━━ Data lines ━━

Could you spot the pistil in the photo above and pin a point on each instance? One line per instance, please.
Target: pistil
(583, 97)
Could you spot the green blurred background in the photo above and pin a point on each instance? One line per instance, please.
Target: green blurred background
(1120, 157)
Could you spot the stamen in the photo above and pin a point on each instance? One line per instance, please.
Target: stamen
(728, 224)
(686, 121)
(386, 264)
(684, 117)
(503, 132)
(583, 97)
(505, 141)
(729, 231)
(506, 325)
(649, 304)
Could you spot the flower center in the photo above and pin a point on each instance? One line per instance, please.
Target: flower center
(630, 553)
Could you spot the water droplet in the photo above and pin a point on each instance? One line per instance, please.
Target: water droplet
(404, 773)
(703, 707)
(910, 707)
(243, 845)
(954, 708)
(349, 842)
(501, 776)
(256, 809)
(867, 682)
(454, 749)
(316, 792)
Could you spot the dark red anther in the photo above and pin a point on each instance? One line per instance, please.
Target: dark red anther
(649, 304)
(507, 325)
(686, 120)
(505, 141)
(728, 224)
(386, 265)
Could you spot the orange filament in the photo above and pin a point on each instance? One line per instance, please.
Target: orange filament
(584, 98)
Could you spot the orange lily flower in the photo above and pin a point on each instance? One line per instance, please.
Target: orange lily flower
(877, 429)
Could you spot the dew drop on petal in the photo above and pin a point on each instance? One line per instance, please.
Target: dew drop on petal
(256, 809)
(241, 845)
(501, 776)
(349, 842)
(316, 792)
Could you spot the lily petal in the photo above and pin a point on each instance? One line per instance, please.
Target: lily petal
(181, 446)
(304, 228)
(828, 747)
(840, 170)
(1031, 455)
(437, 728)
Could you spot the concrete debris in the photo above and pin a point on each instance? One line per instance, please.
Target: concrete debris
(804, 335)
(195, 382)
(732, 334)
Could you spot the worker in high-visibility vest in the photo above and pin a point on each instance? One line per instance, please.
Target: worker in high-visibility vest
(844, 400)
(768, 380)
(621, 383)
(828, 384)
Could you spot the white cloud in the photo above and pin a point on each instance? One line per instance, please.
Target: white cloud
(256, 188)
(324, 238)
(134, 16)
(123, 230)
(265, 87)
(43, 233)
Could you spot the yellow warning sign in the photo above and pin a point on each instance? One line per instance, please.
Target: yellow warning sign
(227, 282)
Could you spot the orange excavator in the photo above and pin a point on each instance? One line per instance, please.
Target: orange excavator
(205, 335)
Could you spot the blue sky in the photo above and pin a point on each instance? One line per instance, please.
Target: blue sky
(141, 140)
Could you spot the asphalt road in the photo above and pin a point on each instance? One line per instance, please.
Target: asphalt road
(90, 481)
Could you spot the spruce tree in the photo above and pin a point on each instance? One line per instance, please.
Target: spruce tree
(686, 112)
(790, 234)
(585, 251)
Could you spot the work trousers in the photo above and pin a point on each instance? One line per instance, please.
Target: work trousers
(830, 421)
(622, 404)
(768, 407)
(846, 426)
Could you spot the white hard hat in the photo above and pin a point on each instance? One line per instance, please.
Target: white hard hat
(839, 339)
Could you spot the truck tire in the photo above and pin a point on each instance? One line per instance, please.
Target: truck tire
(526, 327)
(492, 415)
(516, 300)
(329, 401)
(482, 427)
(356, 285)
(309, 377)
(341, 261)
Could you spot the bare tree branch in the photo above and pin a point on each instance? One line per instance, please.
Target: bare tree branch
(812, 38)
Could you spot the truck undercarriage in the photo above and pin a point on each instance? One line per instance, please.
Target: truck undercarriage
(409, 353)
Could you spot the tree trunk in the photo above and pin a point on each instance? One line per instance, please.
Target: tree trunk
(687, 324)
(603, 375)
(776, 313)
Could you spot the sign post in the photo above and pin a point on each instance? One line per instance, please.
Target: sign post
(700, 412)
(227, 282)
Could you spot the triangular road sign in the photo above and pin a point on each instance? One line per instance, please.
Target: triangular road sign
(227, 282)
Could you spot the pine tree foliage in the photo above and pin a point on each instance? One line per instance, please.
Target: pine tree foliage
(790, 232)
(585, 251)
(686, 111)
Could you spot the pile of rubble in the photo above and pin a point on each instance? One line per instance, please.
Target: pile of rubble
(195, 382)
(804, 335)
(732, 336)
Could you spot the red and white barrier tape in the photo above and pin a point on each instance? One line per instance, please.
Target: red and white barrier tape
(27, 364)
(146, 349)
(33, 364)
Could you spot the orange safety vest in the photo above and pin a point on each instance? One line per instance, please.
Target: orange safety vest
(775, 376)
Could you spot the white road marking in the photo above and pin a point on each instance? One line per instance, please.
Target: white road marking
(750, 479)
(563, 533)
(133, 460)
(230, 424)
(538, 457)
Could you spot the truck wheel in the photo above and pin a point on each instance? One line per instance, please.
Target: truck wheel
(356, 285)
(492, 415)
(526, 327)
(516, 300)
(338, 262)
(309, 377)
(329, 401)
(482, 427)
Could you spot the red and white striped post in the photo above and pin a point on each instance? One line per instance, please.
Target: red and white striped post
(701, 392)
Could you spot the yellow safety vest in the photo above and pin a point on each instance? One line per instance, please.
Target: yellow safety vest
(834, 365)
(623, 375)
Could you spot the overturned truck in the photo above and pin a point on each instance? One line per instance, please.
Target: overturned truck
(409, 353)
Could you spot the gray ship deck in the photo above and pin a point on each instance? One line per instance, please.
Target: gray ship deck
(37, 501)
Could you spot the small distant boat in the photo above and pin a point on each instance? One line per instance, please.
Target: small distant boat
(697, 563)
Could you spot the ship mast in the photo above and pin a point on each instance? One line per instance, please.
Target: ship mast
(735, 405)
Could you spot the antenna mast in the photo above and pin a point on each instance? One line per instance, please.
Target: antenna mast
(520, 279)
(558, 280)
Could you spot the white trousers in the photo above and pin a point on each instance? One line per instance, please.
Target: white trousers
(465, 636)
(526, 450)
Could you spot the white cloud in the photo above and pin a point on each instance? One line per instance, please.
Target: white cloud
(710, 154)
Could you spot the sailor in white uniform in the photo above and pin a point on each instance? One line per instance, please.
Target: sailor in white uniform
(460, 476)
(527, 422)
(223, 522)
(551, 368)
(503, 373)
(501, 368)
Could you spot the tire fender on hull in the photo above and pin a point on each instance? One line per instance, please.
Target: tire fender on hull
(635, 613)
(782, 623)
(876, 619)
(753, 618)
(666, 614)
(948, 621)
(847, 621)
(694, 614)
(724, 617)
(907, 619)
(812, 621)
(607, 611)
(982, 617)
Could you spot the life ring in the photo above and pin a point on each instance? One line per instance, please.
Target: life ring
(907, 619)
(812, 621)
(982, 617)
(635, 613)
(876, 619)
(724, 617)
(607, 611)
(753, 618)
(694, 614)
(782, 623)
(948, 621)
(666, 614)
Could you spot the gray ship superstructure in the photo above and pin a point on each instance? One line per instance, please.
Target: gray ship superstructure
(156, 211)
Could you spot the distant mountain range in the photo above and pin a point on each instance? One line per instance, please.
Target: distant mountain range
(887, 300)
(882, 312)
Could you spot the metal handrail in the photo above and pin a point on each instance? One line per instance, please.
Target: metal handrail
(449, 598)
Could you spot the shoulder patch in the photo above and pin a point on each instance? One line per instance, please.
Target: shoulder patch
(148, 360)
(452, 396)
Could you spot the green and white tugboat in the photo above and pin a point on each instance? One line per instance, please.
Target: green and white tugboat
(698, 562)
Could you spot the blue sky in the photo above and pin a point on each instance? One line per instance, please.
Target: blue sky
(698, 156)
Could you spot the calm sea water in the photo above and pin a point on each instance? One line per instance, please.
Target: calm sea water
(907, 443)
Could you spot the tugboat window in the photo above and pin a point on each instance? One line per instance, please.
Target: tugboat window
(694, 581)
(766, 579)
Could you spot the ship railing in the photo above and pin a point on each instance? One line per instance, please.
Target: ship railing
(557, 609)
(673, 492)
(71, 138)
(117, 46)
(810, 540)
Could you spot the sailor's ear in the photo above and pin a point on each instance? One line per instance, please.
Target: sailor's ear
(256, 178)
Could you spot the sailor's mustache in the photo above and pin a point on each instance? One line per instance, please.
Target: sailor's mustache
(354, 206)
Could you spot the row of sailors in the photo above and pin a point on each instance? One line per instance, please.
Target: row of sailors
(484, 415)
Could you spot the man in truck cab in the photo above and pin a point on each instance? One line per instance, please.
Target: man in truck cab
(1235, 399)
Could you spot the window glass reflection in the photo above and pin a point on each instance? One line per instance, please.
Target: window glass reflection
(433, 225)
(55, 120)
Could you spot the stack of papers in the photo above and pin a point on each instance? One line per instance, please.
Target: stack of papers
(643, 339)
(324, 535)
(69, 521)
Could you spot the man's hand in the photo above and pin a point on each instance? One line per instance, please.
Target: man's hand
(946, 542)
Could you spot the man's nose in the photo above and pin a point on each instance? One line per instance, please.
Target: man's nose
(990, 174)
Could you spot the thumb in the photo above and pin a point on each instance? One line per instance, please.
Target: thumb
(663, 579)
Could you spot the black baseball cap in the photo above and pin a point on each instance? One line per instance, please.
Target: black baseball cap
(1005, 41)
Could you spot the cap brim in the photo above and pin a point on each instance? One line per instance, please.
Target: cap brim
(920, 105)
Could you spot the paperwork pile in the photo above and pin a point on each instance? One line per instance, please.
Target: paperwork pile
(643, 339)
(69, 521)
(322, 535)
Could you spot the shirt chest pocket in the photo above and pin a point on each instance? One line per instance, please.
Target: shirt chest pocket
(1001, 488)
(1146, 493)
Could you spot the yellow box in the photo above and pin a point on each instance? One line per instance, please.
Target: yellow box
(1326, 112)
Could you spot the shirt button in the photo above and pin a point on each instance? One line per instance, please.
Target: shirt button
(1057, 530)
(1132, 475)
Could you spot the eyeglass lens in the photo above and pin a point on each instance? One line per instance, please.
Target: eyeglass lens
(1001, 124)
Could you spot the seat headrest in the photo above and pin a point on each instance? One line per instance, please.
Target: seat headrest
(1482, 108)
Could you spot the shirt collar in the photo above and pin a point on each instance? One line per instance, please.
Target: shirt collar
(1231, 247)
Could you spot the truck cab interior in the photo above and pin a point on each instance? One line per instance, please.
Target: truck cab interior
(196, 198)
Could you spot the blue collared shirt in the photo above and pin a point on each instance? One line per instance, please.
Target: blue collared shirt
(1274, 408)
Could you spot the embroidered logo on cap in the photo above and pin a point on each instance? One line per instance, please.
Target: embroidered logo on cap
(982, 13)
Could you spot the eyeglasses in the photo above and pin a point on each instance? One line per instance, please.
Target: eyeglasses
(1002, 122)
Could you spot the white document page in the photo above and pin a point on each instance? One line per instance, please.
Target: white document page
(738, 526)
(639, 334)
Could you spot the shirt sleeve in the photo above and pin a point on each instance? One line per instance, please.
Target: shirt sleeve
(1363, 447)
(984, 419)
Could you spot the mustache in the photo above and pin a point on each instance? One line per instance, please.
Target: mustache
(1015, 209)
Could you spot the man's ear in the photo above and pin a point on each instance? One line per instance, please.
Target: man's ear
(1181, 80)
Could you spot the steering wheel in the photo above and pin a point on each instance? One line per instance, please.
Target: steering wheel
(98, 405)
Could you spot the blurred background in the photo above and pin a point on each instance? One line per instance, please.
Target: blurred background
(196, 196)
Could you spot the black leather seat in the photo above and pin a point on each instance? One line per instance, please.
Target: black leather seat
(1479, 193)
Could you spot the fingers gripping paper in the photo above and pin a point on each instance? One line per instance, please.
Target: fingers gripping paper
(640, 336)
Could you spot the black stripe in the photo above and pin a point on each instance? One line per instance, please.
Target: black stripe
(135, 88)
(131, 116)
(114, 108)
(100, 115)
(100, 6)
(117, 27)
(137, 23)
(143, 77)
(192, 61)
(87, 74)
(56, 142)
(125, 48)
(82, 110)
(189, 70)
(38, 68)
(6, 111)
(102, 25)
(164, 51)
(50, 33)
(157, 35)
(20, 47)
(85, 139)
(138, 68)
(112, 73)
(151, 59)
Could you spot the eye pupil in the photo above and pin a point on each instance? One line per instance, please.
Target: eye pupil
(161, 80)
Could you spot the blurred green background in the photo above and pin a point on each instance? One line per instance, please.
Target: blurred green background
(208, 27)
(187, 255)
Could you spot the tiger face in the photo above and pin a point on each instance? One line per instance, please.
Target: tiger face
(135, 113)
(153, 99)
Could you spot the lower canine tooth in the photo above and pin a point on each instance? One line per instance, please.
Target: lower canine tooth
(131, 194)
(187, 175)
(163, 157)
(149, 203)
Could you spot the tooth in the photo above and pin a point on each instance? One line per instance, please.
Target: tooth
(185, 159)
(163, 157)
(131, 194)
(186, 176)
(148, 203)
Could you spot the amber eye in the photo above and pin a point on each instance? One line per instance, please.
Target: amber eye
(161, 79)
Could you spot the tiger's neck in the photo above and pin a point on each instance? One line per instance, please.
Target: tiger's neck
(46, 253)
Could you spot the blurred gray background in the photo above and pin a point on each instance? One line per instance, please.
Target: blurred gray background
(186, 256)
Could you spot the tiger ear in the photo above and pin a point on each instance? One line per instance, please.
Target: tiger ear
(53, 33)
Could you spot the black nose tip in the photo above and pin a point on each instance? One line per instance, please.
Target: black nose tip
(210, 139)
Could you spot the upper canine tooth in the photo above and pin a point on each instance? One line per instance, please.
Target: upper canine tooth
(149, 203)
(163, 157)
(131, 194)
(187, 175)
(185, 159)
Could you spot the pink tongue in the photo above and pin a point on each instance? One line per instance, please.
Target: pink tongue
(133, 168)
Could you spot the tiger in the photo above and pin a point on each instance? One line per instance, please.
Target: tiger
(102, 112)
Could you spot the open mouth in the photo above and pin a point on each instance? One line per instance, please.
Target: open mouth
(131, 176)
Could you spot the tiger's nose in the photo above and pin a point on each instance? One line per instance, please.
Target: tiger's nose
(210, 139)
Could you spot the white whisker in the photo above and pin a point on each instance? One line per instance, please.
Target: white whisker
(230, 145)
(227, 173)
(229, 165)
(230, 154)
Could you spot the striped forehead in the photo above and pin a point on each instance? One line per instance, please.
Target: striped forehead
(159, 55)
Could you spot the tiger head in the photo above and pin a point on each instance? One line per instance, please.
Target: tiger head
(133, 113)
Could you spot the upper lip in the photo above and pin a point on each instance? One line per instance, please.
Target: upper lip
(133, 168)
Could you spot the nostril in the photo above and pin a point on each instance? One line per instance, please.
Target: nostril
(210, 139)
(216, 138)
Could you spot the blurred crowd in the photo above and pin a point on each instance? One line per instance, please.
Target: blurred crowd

━━━

- _What you should do_
Could you write out, word for word, every line from the one with "Could you spot the shirt collar" through the one with "(1002, 122)", including both of those lines?

- _Result for this task_
Could you spot the shirt collar in the photo above and pin a point on each instance? One line per instance, please.
Target: shirt collar
(1231, 247)
Could you spot the truck cab interior in the photo above and pin a point on each instance? One line per instance, please.
Target: truck cab interior
(196, 198)
Could you spot the blue collared shirt in the photo above and pin a point on each instance? One line per instance, please.
Target: blue collared shirt
(1274, 408)
Could you spot the embroidered logo on cap in the photo above and pin a point on each instance? One line per instance, please.
Target: embroidered logo on cap
(982, 13)
Could you spot the eyeglasses in the photo above and pin a point on each instance? One line per instance, please.
Target: eyeglasses
(1002, 122)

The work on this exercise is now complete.